- Exercise task
Format the entries as a JSON list of strings, one string per line and blank lines omitted, starting with the line containing "Question. Locate the woman in" and continuing through the end of the entries.

● ● ●

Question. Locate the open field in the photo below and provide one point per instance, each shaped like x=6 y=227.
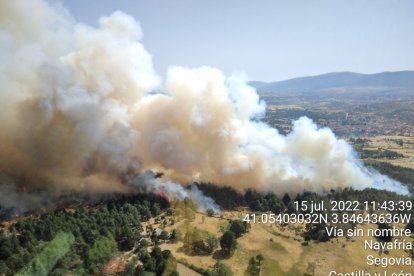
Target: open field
x=283 y=251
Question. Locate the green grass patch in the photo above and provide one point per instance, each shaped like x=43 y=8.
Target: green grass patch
x=276 y=246
x=44 y=262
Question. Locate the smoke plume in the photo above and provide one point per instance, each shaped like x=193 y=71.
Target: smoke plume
x=82 y=108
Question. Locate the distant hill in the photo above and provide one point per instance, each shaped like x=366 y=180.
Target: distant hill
x=401 y=79
x=340 y=86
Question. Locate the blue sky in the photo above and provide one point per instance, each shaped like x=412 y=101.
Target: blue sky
x=269 y=40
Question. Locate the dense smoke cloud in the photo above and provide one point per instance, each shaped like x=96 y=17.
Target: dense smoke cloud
x=81 y=108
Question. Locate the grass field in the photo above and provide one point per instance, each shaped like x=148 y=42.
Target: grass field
x=283 y=251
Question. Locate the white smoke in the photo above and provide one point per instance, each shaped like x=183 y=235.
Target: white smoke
x=81 y=107
x=146 y=182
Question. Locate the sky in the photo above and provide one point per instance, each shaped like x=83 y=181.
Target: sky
x=269 y=40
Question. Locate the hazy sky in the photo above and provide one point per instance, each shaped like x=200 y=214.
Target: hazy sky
x=269 y=40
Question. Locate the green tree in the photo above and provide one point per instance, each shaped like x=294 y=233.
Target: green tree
x=228 y=243
x=237 y=227
x=220 y=269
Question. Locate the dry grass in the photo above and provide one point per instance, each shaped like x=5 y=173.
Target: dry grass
x=285 y=255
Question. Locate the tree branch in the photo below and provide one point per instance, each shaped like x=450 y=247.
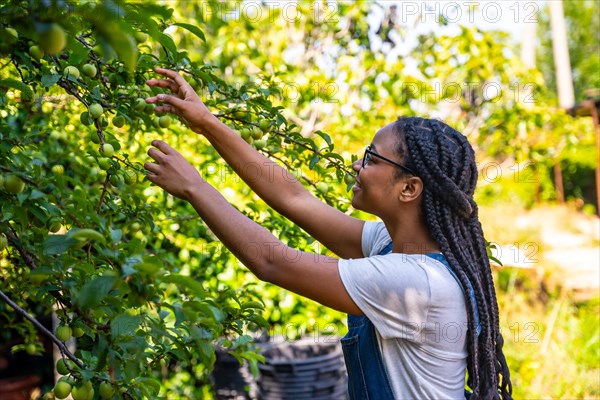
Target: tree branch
x=61 y=346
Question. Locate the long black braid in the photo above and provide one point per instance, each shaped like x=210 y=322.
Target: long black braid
x=443 y=158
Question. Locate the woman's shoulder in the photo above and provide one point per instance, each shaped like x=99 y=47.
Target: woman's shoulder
x=375 y=238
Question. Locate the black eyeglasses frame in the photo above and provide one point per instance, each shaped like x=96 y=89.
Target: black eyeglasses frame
x=370 y=153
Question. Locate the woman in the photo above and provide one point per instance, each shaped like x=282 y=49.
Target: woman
x=417 y=286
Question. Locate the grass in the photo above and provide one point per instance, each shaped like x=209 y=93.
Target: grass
x=552 y=339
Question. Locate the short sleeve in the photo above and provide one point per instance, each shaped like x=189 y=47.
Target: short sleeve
x=374 y=238
x=391 y=290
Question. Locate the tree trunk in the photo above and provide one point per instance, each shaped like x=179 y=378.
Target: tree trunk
x=558 y=184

● ● ●

- Worked solution
[
  "Question. Locate the woman in the photo above and provide one point per instance, each shaped like x=282 y=49.",
  "Target: woman",
  "x=417 y=286",
  "Question. Locate the grass in the photo above and provide one point per instance, each shaped like x=209 y=93.",
  "Target: grass",
  "x=552 y=339",
  "Question. Locate the short sleeve in the photo above and provide one point per instance, each shaped like x=189 y=47.",
  "Target: short sleeve",
  "x=374 y=238",
  "x=391 y=290",
  "Question. Locate the tree trunk in the photo above and provide one point per instance, each shaped like x=179 y=378.",
  "Target: tree trunk",
  "x=558 y=184"
]